> **DIRECTION**: Pick out every line of the records below that contains the string "face" and copy each one in full.

> **SOURCE MATERIAL**:
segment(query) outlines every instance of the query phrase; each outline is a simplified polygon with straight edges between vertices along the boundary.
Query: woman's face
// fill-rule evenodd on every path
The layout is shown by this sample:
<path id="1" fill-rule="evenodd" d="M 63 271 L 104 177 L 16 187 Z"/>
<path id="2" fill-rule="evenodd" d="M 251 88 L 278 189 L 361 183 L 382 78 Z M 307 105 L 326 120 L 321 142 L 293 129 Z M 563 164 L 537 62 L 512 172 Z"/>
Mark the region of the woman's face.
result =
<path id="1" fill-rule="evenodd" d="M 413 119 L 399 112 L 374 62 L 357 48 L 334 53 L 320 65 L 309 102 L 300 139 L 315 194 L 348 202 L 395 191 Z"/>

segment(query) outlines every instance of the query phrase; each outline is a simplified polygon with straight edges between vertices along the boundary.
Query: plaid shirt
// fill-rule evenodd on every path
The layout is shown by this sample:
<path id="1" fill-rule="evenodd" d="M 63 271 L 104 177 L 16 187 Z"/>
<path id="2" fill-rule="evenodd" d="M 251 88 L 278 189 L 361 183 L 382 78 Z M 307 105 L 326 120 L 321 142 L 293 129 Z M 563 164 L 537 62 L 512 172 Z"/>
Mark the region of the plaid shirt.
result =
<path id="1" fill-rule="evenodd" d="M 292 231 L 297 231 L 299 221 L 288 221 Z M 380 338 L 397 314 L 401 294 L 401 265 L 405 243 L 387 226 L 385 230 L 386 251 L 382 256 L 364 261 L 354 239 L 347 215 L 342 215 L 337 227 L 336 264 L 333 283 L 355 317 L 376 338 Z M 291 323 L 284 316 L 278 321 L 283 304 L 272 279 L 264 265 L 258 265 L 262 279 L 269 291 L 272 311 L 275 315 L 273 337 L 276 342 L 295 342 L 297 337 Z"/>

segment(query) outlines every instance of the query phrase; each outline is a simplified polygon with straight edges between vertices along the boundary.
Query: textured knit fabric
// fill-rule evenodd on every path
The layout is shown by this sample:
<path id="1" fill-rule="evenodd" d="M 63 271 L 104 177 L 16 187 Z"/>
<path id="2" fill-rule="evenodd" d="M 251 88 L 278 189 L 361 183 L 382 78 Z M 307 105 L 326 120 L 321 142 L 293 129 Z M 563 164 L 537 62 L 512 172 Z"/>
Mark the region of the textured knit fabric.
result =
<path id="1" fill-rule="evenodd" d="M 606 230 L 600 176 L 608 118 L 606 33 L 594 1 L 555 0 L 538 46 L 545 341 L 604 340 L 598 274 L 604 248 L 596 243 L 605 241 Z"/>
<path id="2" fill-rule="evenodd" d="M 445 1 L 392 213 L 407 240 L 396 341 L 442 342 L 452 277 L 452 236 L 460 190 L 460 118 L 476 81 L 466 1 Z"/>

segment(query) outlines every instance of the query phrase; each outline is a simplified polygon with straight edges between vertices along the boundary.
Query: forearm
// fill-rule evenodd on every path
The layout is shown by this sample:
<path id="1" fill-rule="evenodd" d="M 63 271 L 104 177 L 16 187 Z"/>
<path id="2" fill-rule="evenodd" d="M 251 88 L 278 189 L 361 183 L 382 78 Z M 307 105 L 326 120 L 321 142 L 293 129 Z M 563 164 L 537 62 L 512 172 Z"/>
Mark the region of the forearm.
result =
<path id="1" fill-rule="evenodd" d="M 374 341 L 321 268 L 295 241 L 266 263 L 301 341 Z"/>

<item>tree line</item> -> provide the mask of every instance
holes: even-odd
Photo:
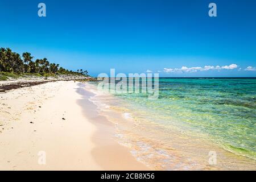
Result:
[[[59,64],[50,63],[46,58],[36,59],[33,61],[34,57],[28,52],[24,52],[22,56],[11,49],[1,48],[0,49],[0,72],[14,72],[16,73],[30,73],[44,75],[61,74],[61,75],[81,75],[88,76],[87,71],[83,71],[82,69],[77,72],[69,71],[63,67],[59,67]]]

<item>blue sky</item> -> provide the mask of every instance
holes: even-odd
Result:
[[[0,16],[0,47],[93,76],[256,76],[253,0],[1,0]]]

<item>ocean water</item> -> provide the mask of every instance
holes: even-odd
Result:
[[[94,89],[92,101],[116,124],[117,140],[156,169],[210,168],[212,151],[218,168],[255,167],[256,79],[160,78],[159,90],[149,100]]]

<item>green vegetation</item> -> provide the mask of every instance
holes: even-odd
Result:
[[[87,71],[73,72],[59,67],[59,64],[50,63],[46,58],[32,61],[34,57],[28,52],[22,54],[22,57],[11,49],[0,49],[0,80],[7,77],[16,78],[20,76],[55,76],[56,75],[75,75],[88,76]]]

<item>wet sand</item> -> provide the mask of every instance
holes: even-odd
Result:
[[[0,170],[148,169],[113,139],[114,126],[79,85],[0,93]]]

> **TASK SOLUTION**:
Query: woman's face
Mark the region of the woman's face.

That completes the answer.